---- Extrait du texte
Je sens que je ne suis plus une étrangère, que j’ai de la famille ici. Lorsqu’on quitte un pays, on quitte notre vie sociale. On apporte seulement quelques souvenirs. Pour compenser ce vaste manque, je pense que la solution idéale, c’est de se faire de vrais amis.

Lobna Najar

Grâce à Singa Québec, Lobna a trouvé une consœur. Un appui qui a fait toute la différence pour elle. Au point où la mère de famille travaille aujourd’hui pour l’organisation ! Elle est affectée à la mobilisation au programme de jumelage.

« C’est fascinant, parce qu’on crée des jumelages sur la base d’intérêts communs, ce qui est un peu superficiel… Pourtant, ils se transforment souvent en relation très profonde, en une amitié dont on ne pourrait se passer. »

PHOTO FOURNIE PAR JOCELYNE LAVOIE

Lobna Najar et Jocelyne Lavoie

Si Lobna n’a aucune difficulté à recruter de nouveaux arrivants, elle admet qu’il est plus ardu de rallier des citoyens québécois prêts à s’investir dans l’aventure. Ce n’est pas par manque d’intérêt, à son avis. C’est plutôt parce qu’on ne connaît pas assez ce programme. Elle entend donc bien le faire rayonner…

Et as-tu fini par trouver une réponse à ta question initiale, Lobna ?

Elle rit.

« Finalement, au Québec, on fête comme partout ailleurs ! On se retrouve en famille. Chez nous, on a mélangé Noël et nos fêtes musulmanes ! C’est rendu ma célébration préférée… On parle avec nos proches en Syrie, on fait des activités avec les enfants et j’invite des amis de toutes origines à manger à la maison. Je prépare une dinde et le reste, c’est de la cuisine syrienne ! »
--------
Consigne | Transcrivez en entier l'extrait sur Lobna Najar et Singa Québec, sans y changer un seul mot. Appuyez-vous uniquement sur l'extrait.
---- Données extraites
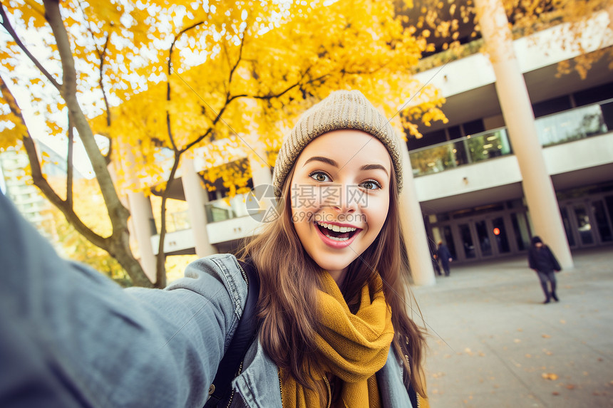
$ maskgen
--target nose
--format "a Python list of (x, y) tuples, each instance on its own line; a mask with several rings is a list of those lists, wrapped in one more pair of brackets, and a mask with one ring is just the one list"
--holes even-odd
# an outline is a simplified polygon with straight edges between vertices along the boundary
[(361, 205), (364, 192), (358, 186), (339, 184), (337, 194), (326, 200), (326, 204), (339, 214), (355, 212)]

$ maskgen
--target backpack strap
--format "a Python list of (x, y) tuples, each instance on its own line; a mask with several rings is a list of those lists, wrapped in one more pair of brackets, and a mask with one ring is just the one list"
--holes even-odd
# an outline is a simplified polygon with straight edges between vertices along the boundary
[(217, 407), (220, 401), (225, 400), (232, 391), (232, 380), (238, 375), (240, 365), (244, 359), (249, 346), (255, 338), (259, 321), (256, 315), (256, 306), (259, 296), (259, 279), (255, 267), (250, 260), (239, 261), (239, 265), (245, 273), (247, 284), (247, 300), (238, 327), (235, 332), (228, 349), (217, 367), (213, 383), (209, 388), (209, 399), (204, 408)]

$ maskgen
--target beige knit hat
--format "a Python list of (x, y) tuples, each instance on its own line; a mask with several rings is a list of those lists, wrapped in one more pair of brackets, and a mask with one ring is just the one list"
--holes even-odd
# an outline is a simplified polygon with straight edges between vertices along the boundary
[(396, 185), (402, 188), (401, 143), (388, 120), (359, 90), (337, 90), (306, 110), (283, 141), (272, 174), (274, 195), (281, 190), (287, 173), (300, 152), (313, 139), (324, 133), (356, 129), (372, 135), (385, 145), (391, 157)]

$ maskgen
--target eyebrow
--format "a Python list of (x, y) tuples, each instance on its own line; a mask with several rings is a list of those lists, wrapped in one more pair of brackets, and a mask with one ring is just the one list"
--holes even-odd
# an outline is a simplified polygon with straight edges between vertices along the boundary
[(335, 167), (339, 167), (339, 164), (338, 164), (338, 163), (336, 163), (336, 162), (335, 162), (332, 159), (329, 159), (328, 157), (324, 157), (323, 156), (313, 156), (312, 157), (311, 157), (310, 159), (309, 159), (308, 160), (304, 162), (304, 165), (302, 167), (304, 167), (304, 166), (306, 166), (308, 163), (310, 163), (311, 162), (323, 162), (324, 163), (327, 163), (328, 164), (330, 164), (331, 166), (334, 166)]
[[(330, 164), (331, 166), (334, 166), (337, 168), (339, 167), (339, 164), (336, 163), (336, 162), (335, 162), (332, 159), (324, 157), (323, 156), (314, 156), (308, 159), (306, 162), (304, 162), (304, 166), (306, 166), (308, 163), (310, 163), (311, 162), (321, 162), (323, 163)], [(383, 172), (385, 172), (385, 174), (387, 174), (388, 177), (389, 177), (389, 172), (387, 171), (387, 169), (386, 169), (381, 164), (364, 164), (364, 166), (360, 167), (360, 170), (383, 170)]]
[(389, 177), (389, 173), (388, 172), (387, 169), (381, 164), (364, 164), (360, 167), (360, 170), (383, 170), (385, 172), (385, 174)]

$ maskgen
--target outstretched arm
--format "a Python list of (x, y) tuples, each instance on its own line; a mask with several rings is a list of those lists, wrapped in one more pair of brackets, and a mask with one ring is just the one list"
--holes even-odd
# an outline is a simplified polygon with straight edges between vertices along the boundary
--------
Résultat attendu |
Je sens que je ne suis plus une étrangère, que j’ai de la famille ici. Lorsqu’on quitte un pays, on quitte notre vie sociale. On apporte seulement quelques souvenirs. Pour compenser ce vaste manque, je pense que la solution idéale, c’est de se faire de vrais amis.

Lobna Najar

Grâce à Singa Québec, Lobna a trouvé une consœur. Un appui qui a fait toute la différence pour elle. Au point où la mère de famille travaille aujourd’hui pour l’organisation ! Elle est affectée à la mobilisation au programme de jumelage.

« C’est fascinant, parce qu’on crée des jumelages sur la base d’intérêts communs, ce qui est un peu superficiel… Pourtant, ils se transforment souvent en relation très profonde, en une amitié dont on ne pourrait se passer. »

PHOTO FOURNIE PAR JOCELYNE LAVOIE

Lobna Najar et Jocelyne Lavoie

Si Lobna n’a aucune difficulté à recruter de nouveaux arrivants, elle admet qu’il est plus ardu de rallier des citoyens québécois prêts à s’investir dans l’aventure. Ce n’est pas par manque d’intérêt, à son avis. C’est plutôt parce qu’on ne connaît pas assez ce programme. Elle entend donc bien le faire rayonner…

Et as-tu fini par trouver une réponse à ta question initiale, Lobna ?

Elle rit.

« Finalement, au Québec, on fête comme partout ailleurs ! On se retrouve en famille. Chez nous, on a mélangé Noël et nos fêtes musulmanes ! C’est rendu ma célébration préférée… On parle avec nos proches en Syrie, on fait des activités avec les enfants et j’invite des amis de toutes origines à manger à la maison. Je prépare une dinde et le reste, c’est de la cuisine syrienne ! »